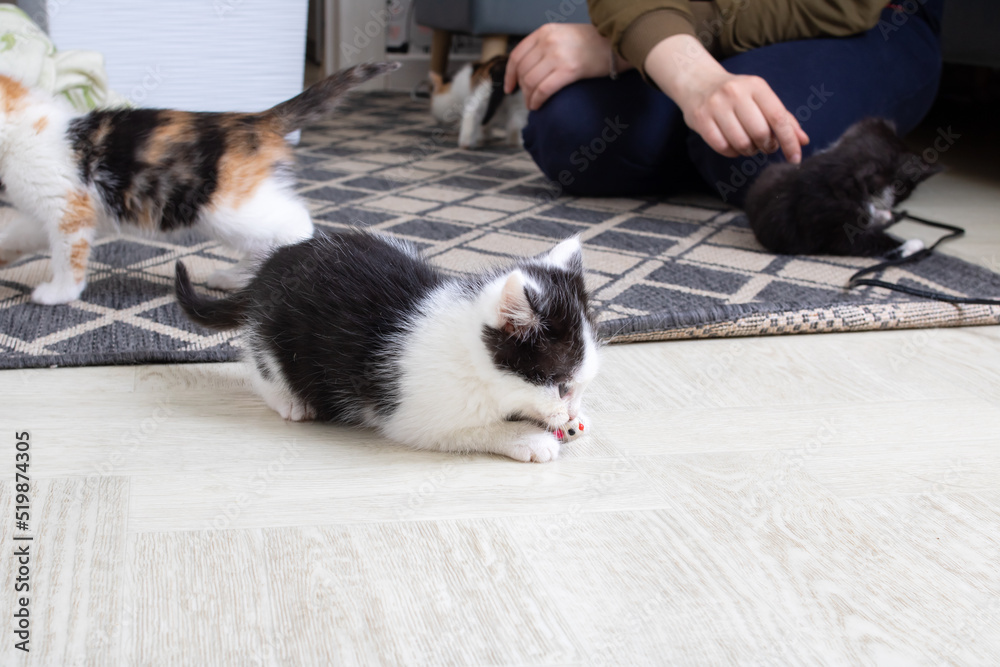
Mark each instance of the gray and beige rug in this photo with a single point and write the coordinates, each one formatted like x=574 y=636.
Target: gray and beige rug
x=658 y=269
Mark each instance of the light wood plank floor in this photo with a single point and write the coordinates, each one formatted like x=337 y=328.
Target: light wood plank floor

= = = = = = =

## Problem statement
Please format every line of the listing above as a JSON list of strings, one string per line, skipping blank lines and leaving the pictures out.

## The solution
[
  "Mark each instance of the gray and beige rug in this photo with a single point and write the coordinates, each one formatted like x=574 y=636.",
  "Target: gray and beige rug",
  "x=658 y=269",
  "Mark each instance of the light wood plank floor in this photo with a single point and write the coordinates, each one formatted like x=337 y=328.",
  "Target: light wood plank floor"
]